• LIST OF TASKS:
[A] Reproduce verbatim the part of the passage on BBC programmes between "The ability to" and "are the same.", inclusive.
[B] Answer these from the passage on BBC programmes:
(i) Who spoke about his frustration with people involved with particular programmes?
(ii) What two things does the passage say all TV programmes have?
(iii) How many years has the writer spent working with legislation?

• QUOTED TEXT:
____________
The other day, I had a lovely conversation with some folks from the BBC about some of their future plans. In the course of the conversation, Michael Smethurst spoke about his frustration when dealing with people involved with particular programmes at the BBC, where every single one of them thinks their programme is a “precious snowflake”, completely unique, that simply can’t be treated in the same way as all the other programmes described on the site.

Michael’s point, of course, is that TV programmes have a hell of a lot of similarities with each other. They all have episodes and cast members and may have trailers or be available on iPlayer. When the BBC models them in the same way, they gain enormous efficiencies in their ability to store and access information about programmes: they can reuse code, share content between programmes, and perform analyses over the aggregated data set. It’s great for users too: they get the same fantastic user experience no matter which programme they are viewing information about, and can apply the experience they gain when navigating pages about one programme when they need to find information about another.

The ability to classify and categorise, to bring order to what seems like chaos, to create a model of the world, is one of the things that marks humans from animals. We can look at a hundred people, with different colour hair and skin; different height and build; smiling, talking, crying, and still call them all Person because the essential characteristics that govern how we interact with them are the same.

But if there’s one thing that the last five long, hard years working with legislation has taught me, it’s that in any vaguely interesting domain, this search for order will always fall down in the face of reality.
____________
Excerpts of location labeling data:
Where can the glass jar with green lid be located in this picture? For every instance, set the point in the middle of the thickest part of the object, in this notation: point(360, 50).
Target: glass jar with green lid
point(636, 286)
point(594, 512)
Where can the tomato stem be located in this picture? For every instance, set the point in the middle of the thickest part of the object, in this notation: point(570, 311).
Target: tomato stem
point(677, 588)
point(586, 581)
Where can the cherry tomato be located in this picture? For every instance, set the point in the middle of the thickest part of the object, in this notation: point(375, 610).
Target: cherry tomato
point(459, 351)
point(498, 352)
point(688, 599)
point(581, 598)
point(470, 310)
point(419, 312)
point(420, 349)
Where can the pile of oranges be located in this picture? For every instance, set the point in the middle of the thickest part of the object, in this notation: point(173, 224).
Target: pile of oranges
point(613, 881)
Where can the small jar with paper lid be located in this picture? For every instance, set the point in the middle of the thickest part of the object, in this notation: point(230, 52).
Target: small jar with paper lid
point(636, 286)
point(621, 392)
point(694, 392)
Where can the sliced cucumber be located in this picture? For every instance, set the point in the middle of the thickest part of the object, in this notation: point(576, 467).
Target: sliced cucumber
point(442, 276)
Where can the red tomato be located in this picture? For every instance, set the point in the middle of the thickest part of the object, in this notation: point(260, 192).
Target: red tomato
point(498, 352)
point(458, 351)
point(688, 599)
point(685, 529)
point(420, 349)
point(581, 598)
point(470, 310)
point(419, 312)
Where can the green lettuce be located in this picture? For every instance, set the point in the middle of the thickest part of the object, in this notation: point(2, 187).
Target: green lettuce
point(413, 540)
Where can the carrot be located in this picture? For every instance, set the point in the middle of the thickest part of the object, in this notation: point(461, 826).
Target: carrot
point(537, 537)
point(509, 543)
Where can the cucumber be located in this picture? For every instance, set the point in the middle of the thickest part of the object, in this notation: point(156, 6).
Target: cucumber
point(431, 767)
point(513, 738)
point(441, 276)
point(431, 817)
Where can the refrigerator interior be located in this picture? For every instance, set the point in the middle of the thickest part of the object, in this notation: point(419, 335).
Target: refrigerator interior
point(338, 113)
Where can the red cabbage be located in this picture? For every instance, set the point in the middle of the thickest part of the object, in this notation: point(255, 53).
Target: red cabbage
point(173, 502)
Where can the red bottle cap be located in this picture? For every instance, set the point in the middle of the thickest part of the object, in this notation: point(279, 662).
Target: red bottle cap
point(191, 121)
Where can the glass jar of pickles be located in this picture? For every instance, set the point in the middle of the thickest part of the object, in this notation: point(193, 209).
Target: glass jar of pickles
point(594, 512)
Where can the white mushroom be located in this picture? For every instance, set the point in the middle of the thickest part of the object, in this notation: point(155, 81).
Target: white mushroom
____________
• FINAL ANSWERS:
[A]
The ability to classify and categorise, to bring order to what seems like chaos, to create a model of the world, is one of the things that marks humans from animals. We can look at a hundred people, with different colour hair and skin; different height and build; smiling, talking, crying, and still call them all Person because the essential characteristics that govern how we interact with them are the same.

[B]
(i) Michael Smethurst
(ii) Episodes and cast members
(iii) Five